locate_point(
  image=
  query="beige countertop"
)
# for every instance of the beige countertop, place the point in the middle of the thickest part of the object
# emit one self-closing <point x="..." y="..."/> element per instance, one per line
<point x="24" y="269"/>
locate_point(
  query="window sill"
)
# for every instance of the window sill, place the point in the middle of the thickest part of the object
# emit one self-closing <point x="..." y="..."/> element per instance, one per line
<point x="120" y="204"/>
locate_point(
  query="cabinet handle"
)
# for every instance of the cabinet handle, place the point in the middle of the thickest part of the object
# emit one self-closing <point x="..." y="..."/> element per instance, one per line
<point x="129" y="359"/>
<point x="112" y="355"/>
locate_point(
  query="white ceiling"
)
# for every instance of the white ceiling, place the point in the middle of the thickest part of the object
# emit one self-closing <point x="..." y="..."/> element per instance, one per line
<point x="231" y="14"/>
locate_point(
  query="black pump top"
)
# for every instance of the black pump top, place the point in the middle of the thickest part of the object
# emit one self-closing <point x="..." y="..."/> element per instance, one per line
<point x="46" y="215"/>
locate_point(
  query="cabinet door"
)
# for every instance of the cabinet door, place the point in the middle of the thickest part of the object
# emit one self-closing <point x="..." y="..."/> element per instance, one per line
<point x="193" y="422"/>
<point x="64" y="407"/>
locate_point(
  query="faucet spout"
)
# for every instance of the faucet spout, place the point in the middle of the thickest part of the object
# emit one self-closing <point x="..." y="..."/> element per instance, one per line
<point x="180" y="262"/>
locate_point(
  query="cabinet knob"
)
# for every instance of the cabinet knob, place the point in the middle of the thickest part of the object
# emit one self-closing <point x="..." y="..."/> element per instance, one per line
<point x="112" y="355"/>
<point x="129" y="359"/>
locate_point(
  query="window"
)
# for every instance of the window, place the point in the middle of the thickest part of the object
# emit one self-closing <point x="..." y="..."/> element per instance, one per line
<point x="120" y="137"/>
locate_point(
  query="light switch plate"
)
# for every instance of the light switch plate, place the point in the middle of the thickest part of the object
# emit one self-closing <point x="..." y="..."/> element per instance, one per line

------

◆ **Your objective**: Reproduce every line of the material above exactly.

◆ **Final result**:
locate_point(
  image=
  query="beige countertop"
)
# for every instance of the beige countertop, place the point in the middle of the thickest part of the object
# emit one self-closing <point x="..." y="..."/> element per instance, one per line
<point x="24" y="269"/>
locate_point(
  query="window sill"
)
# for every instance of the window sill, place the point in the middle of the thickest part of the object
# emit one self-closing <point x="..." y="..."/> element per instance, one per line
<point x="120" y="204"/>
locate_point(
  query="cabinet handle"
)
# for every instance of the cabinet handle, place the point in the middle of the thickest part of the object
# emit one self-closing <point x="..." y="..."/> element per instance, one per line
<point x="129" y="359"/>
<point x="112" y="355"/>
locate_point(
  query="white ceiling"
)
# for every instance of the white ceiling, place the point in the middle of the thickest part of the object
# emit one self-closing <point x="..." y="..."/> element per instance, one per line
<point x="231" y="14"/>
locate_point(
  query="black pump top"
)
# for every instance of the black pump top, place the point in the middle of the thickest part of the object
# emit one self-closing <point x="..." y="..."/> element per instance, one per line
<point x="46" y="215"/>
locate_point(
  query="cabinet door"
)
# for every instance of the cabinet door, place the point in the middle of the thickest part of the object
# emit one self-closing <point x="..." y="..."/> element per instance, one per line
<point x="193" y="422"/>
<point x="64" y="407"/>
locate_point(
  query="faucet spout"
)
# for every instance of the faucet spout, place the point in the middle of the thickest part of the object
# emit one self-closing <point x="..." y="..."/> element per instance, one per line
<point x="180" y="262"/>
locate_point(
  query="cabinet knob"
)
# for every instance of the cabinet knob, place the point in the middle of the thickest part of the object
# emit one self-closing <point x="..." y="..."/> element per instance, one per line
<point x="112" y="355"/>
<point x="129" y="359"/>
locate_point(
  query="window"
)
# for every instance of the window, place the point in the middle of the thickest part of the object
# emit one self-closing <point x="..." y="..."/> element per instance, one per line
<point x="120" y="137"/>
locate_point(
  query="light switch plate"
)
# for every instance of the light switch plate, place the point in the middle of the thickest part of the object
# emit one self-closing <point x="..." y="..."/> element per instance, one per line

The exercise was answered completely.